Dataset extract ->
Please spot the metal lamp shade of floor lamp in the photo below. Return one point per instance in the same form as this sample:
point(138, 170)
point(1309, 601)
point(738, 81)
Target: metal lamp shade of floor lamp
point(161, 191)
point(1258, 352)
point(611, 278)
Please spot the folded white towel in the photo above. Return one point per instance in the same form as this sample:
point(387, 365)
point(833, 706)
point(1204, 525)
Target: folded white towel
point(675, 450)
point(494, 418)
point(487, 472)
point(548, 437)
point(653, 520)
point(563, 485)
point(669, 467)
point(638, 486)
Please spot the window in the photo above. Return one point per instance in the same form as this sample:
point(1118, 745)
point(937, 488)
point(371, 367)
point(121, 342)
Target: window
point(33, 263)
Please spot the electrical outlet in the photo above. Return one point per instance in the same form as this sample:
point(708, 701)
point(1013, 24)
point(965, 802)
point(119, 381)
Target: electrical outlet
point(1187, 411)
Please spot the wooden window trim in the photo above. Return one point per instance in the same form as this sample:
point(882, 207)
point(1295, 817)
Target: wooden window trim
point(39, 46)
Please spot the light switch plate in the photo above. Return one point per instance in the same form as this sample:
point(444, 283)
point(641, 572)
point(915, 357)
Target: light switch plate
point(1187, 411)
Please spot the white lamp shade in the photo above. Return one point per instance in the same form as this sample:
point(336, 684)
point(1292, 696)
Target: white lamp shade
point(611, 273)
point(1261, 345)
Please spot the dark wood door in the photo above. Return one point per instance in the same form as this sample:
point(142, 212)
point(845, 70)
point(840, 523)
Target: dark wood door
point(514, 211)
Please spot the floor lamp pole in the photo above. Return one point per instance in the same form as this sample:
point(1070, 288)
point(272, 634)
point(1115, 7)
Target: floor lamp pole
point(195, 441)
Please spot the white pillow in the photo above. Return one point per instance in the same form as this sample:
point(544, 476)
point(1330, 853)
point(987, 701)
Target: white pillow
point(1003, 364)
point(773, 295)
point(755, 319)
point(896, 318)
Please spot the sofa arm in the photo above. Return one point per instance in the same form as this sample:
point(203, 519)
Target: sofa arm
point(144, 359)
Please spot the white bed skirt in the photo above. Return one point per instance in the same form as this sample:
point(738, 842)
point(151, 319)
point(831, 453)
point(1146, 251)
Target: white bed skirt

Instructions to follow -> Can you output, as a numbered list with blank lines left out, the lines starting with the one that contains "Please spot the sofa" and going on through the final line of the entries, both included?

Finished task ->
1. Please spot the sofa arm in the photo above. Return one point per instance in the same form as this sample:
2. point(203, 519)
3. Target: sofa arm
4. point(144, 359)
5. Please spot the white bed skirt in the photo above. Return one point per instance in the same form as this sample:
6. point(738, 842)
7. point(151, 319)
8. point(831, 453)
9. point(1146, 251)
10. Target: white bed skirt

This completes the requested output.